Source records:
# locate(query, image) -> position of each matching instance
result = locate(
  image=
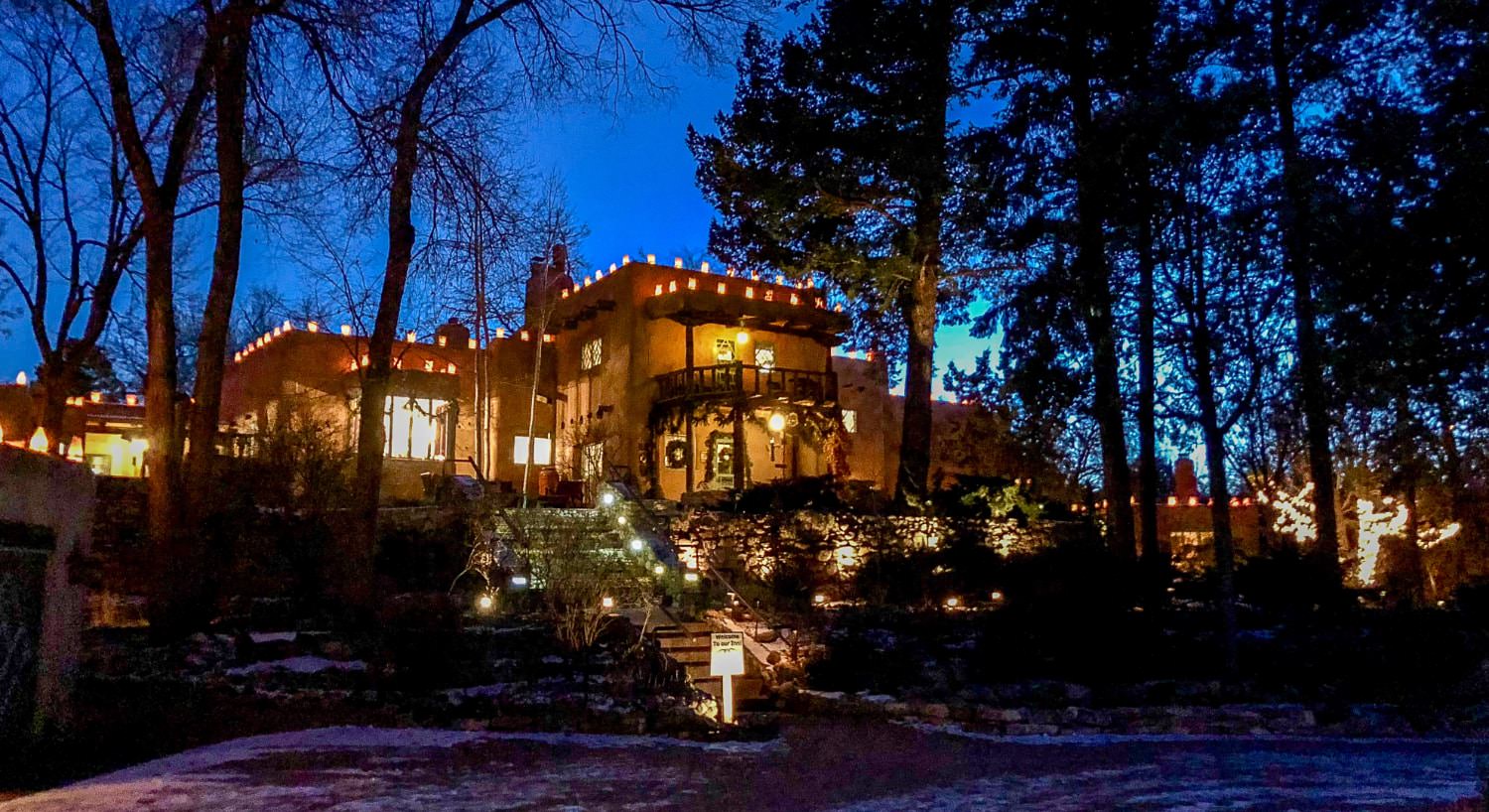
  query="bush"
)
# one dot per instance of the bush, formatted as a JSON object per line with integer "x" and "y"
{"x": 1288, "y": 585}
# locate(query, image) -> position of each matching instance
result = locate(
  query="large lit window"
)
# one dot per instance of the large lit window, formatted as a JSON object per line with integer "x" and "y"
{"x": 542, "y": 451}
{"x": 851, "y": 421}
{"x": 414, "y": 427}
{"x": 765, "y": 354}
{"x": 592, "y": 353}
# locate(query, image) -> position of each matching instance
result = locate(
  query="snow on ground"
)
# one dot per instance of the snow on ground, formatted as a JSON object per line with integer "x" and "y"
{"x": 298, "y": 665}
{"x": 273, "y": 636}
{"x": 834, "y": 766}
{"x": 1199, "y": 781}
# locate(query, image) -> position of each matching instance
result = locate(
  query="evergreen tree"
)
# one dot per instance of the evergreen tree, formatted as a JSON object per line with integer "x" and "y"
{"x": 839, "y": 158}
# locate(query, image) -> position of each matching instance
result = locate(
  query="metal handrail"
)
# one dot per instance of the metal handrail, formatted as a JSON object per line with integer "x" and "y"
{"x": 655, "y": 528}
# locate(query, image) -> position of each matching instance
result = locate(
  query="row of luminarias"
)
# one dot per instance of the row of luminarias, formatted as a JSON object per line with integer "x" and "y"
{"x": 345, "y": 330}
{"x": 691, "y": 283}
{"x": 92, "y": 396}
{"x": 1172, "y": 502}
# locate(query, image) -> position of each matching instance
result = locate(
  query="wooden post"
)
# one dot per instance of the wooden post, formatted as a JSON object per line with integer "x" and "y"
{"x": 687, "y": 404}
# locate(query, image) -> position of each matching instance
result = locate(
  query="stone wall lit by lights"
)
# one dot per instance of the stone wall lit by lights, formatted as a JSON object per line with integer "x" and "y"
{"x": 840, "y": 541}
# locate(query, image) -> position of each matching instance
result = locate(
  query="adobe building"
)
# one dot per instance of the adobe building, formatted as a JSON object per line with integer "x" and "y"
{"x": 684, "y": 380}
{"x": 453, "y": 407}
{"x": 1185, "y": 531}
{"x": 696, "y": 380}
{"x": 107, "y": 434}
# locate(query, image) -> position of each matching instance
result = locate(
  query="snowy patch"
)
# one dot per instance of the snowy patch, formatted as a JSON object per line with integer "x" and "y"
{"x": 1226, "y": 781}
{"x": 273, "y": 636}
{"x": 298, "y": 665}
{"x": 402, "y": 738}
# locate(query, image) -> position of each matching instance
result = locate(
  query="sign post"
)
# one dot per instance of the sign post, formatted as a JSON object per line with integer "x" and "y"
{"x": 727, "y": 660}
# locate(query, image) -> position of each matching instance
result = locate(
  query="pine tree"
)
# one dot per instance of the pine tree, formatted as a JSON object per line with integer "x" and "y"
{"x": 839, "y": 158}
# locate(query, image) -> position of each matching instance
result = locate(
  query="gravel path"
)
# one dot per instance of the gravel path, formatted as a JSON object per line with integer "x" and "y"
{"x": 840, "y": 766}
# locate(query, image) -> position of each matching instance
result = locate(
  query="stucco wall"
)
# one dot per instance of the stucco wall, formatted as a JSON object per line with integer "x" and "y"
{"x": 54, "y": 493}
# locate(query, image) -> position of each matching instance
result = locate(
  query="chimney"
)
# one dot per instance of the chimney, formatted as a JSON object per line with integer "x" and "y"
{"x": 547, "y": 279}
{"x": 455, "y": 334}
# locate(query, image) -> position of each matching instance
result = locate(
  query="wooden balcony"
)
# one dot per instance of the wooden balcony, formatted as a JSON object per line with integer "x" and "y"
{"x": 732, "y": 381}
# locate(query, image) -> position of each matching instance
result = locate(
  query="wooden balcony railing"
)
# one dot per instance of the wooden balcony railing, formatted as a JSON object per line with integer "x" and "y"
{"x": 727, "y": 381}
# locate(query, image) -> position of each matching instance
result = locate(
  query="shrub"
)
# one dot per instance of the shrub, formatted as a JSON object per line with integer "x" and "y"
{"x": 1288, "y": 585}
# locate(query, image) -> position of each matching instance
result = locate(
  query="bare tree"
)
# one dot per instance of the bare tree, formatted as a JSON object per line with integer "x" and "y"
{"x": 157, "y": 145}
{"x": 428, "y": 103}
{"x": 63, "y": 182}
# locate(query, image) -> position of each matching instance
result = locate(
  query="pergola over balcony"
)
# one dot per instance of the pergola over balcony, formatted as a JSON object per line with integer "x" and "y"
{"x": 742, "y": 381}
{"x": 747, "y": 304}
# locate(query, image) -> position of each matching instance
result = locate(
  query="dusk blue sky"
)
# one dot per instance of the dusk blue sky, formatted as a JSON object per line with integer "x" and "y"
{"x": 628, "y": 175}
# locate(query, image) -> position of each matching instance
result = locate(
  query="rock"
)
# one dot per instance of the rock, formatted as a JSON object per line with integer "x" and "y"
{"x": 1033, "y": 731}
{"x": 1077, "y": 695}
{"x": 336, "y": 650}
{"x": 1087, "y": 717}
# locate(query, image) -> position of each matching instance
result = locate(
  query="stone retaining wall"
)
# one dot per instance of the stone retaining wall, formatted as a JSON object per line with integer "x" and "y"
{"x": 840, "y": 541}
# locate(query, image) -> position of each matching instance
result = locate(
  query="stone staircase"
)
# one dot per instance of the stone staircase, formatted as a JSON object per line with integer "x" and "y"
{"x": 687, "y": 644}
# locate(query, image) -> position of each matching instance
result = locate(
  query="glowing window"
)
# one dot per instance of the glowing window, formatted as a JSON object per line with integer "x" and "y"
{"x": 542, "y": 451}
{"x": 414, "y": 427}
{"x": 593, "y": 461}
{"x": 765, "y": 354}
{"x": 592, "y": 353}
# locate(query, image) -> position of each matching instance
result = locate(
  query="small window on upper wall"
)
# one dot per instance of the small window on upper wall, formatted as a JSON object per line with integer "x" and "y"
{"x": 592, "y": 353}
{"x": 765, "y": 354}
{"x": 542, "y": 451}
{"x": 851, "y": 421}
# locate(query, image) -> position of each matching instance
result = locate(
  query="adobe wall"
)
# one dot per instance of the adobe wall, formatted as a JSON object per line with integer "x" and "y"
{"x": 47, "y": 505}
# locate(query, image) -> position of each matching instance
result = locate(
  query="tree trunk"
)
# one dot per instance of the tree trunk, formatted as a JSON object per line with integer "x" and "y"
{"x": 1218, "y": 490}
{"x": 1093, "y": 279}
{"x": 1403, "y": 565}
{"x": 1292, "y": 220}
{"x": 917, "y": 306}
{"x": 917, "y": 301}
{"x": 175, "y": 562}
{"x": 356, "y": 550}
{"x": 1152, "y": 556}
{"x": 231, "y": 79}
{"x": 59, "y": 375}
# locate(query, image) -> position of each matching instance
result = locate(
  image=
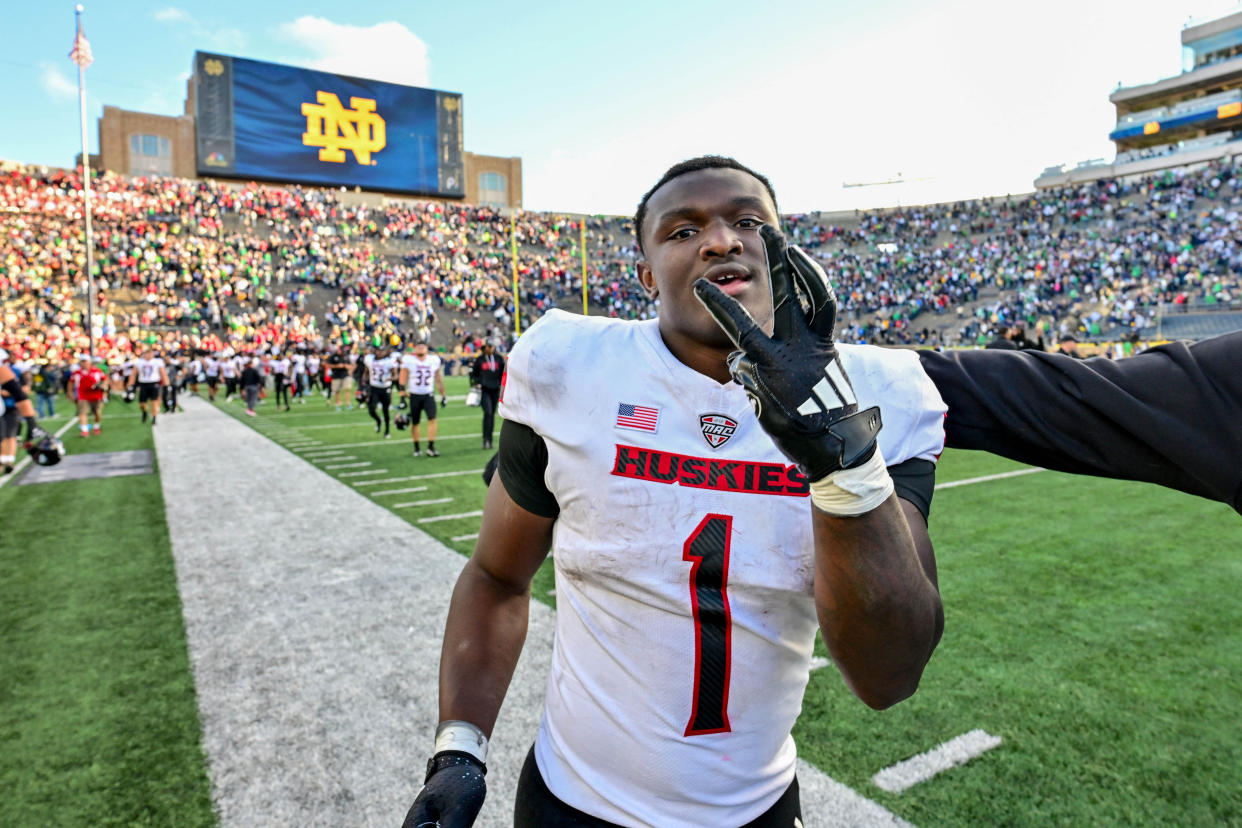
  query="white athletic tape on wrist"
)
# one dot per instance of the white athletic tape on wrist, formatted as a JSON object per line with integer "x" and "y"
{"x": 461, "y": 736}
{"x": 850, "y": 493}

## What to do
Print each entry shown above with exact wording and no pictures.

## Final answer
# locate(query, image) -> position of each matching instance
result = locate(
  image=
  query="bush"
)
# one dot per instance of the bush, formatted as a JSON object per line with integer "x" and "y"
{"x": 1288, "y": 585}
# locate(query, image) -> position of each matching instance
result = locate(
  query="large lit window"
)
# one dot per instance of the large lit window, formatted as a JSON object per line with integer "x" and "y"
{"x": 542, "y": 451}
{"x": 851, "y": 421}
{"x": 414, "y": 427}
{"x": 765, "y": 354}
{"x": 592, "y": 353}
# locate(query, image) -> position of each matching instance
result = locate(
  query="snow on ground"
)
# one dot per instance of the snow on ground, formatted as a JSON object per line with integer "x" and "y"
{"x": 298, "y": 665}
{"x": 273, "y": 636}
{"x": 834, "y": 766}
{"x": 1199, "y": 781}
# locate(query, image) -> position of each matching instance
result = locate(
  query="evergreen tree"
)
# one dot per instance of the evergreen tree, formatted as a JSON object per line with integer "x" and "y"
{"x": 839, "y": 158}
# locate(query, image) -> position of each matching instance
result = locate(
  query="metal handrail"
)
# one dot per instance of the metal handrail, formatted as a JSON object per line with integer "x" and "y"
{"x": 655, "y": 528}
# locate(query, image) -> position of each matching instance
result = locate(
  query="row of luminarias"
)
# one dot per instance of the row of luminarias, formatted as a JSON object per line with integer "x" and "y"
{"x": 345, "y": 330}
{"x": 691, "y": 283}
{"x": 92, "y": 396}
{"x": 1172, "y": 502}
# locate(query, image) -> position of each matching instance
result = locate(
  query="wooden post"
)
# one dot per instance of the wooden post, formatted as a JSON object per line with integer "x" and "y"
{"x": 687, "y": 404}
# locate(query, image) -> position of each matching instance
result = locate(
  query="stone wall lit by lights"
)
# one dot per instance of the stone wall lit by lights, formatted as a JSON object per line with integer "x" and "y"
{"x": 840, "y": 541}
# locate(query, image) -> position of each matching instance
result = locate(
  query="adobe building"
)
# one dot per instance of the adobe building, formatted as a JSON object per line with integer "x" and "y"
{"x": 684, "y": 380}
{"x": 453, "y": 407}
{"x": 1185, "y": 531}
{"x": 696, "y": 380}
{"x": 107, "y": 434}
# locate(query, image) -> position of each matching instance
result = locate(
  query="snowy patch"
)
# one dot per instance of the snowy patch, formatted as a JSON object per line with integer "x" and "y"
{"x": 1226, "y": 781}
{"x": 273, "y": 636}
{"x": 298, "y": 665}
{"x": 402, "y": 738}
# locate(query, image) -> position of each matching instance
result = locate(
  query="sign post"
)
# one dot per instance of the sign post, formatted as a JSON object per line with integer "x" and "y"
{"x": 727, "y": 660}
# locate(query, image) -> position of each matching instance
result = locate(
  query="pine tree"
)
# one dot per instance of the pine tree, formatted as a JSON object per line with integer "x" and "y"
{"x": 839, "y": 158}
# locate(query, image) -> position of each matching instance
result = locate(
  query="gravel path"
)
# one dot per instance of the gravel path, formatted as a JSON object per line with integer "x" and "y"
{"x": 840, "y": 766}
# locate(query, image) -> position of each matching instance
result = locate(
  query="stucco wall"
)
# one dot per instance of the stucco wall, formatted as a JSON object per line with integer "x" and "y"
{"x": 54, "y": 493}
# locate(query, image) -> position of each matching instance
result = locate(
  query="chimney"
)
# one dot per instance of the chimney, formatted as a JSON object per line with integer "x" and "y"
{"x": 547, "y": 279}
{"x": 455, "y": 334}
# locate(query, image) -> position of each matching instance
result = locate(
  query="wooden balcony"
)
# one dot per instance of the wooden balcony, formatted as a JSON object per line with integer "x" and "y"
{"x": 732, "y": 381}
# locate(query, image) -> position of each matching instance
result = locate(
  query="wooden balcony railing"
)
# one dot per instance of the wooden balcony railing, formatted as a JSON object per line with integer "x" and "y"
{"x": 727, "y": 381}
# locate(query, image) -> position of each matching instance
result = locate(
  query="shrub"
)
# one dot per instance of the shrub, formatted as a JSON object per line with integer "x" and "y"
{"x": 1288, "y": 585}
# locate(query, image) -> position of each matching instance
result = locate(
  query="bare tree"
)
# one dot per instance of the bare tree, formatted as a JSON object per line with integer "x" and "y"
{"x": 157, "y": 145}
{"x": 428, "y": 103}
{"x": 63, "y": 182}
# locate(query, image) -> position of each matching instance
result = locate(
  query="pergola over balcony"
)
# one dot per instance of the pergola over balcony, formatted as a JSON object per line with integer "x" and "y"
{"x": 742, "y": 381}
{"x": 747, "y": 304}
# locate(query, image) -> position of each matching instance
result = locate(
  query="dusk blue sky"
)
# one dot per instance of the dusk blue sky, formatted as a JSON object per line with integer "x" and "y"
{"x": 628, "y": 175}
# locate(query, image) -> position of each matching instance
result = locate(
  query="rock"
)
# one dot per instance of the rock, formatted as a JSON object per line with integer "x" and "y"
{"x": 1033, "y": 731}
{"x": 1077, "y": 695}
{"x": 336, "y": 650}
{"x": 1087, "y": 717}
# locate(query, image) -> position of each matching instance
result = locate(
  query="stone retaining wall"
)
# one dot per instance of the stone retaining wall, formatted as a JSON object per line with integer "x" and "y"
{"x": 840, "y": 541}
# locate(query, image) -> position of each matching instance
result = locate(
  query="stone staircase"
)
# one dot per instance of the stone staircase, formatted as a JSON object per line with integer "x" and "y"
{"x": 687, "y": 644}
# locate(query, image) -> position of each matching instance
result = locate(
  query="glowing window"
)
# one dot per instance of the glowing window, formatted as a JSON object per line with integer "x" and "y"
{"x": 542, "y": 451}
{"x": 414, "y": 427}
{"x": 593, "y": 461}
{"x": 765, "y": 354}
{"x": 592, "y": 353}
# locate(query, image) -> position of each matching instance
result = locate(
  query="small window on upper wall"
)
# one dot per instance of the small window on upper wall, formatted as a JSON object per line with integer "x" and "y"
{"x": 592, "y": 353}
{"x": 765, "y": 354}
{"x": 542, "y": 451}
{"x": 851, "y": 421}
# locate(query, image) -> position of each matching instance
result = locate(
  query="adobe wall"
)
# one dot per instance of the adobe wall, formatted as a JSON object per line with integer "x" and "y"
{"x": 47, "y": 505}
# locate(query, image) -> position of each matching instance
result = locate(
  query="tree trunk"
)
# one dot per instance of the tree trunk, formatted as a JSON object per line with integer "x" and "y"
{"x": 1218, "y": 490}
{"x": 1093, "y": 279}
{"x": 1403, "y": 565}
{"x": 1292, "y": 220}
{"x": 917, "y": 306}
{"x": 917, "y": 301}
{"x": 175, "y": 562}
{"x": 356, "y": 550}
{"x": 1152, "y": 556}
{"x": 231, "y": 79}
{"x": 59, "y": 375}
# locate(query, image) -> position of each matching instance
result = locate(
  image=
  query="white athletic tape on wrist"
)
# one dot per instance of the white athletic tape on wrist, formatted as a JSON object per line with integer "x" and "y"
{"x": 461, "y": 736}
{"x": 850, "y": 493}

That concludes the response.